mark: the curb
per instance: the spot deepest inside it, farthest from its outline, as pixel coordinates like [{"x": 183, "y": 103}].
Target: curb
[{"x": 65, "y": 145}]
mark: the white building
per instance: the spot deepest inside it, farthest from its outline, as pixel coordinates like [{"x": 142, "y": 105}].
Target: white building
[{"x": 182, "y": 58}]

══════════

## Your goal
Reproduce each of the records above word for word, with every line in its original order.

## Completed task
mark: the curb
per instance: the spot deepest inside it, farthest from its outline, as pixel coordinates like [{"x": 183, "y": 103}].
Target: curb
[{"x": 65, "y": 145}]
mark: the white building
per instance: the spot deepest inside it, farthest from its outline, as pixel coordinates like [{"x": 142, "y": 105}].
Target: white building
[{"x": 182, "y": 58}]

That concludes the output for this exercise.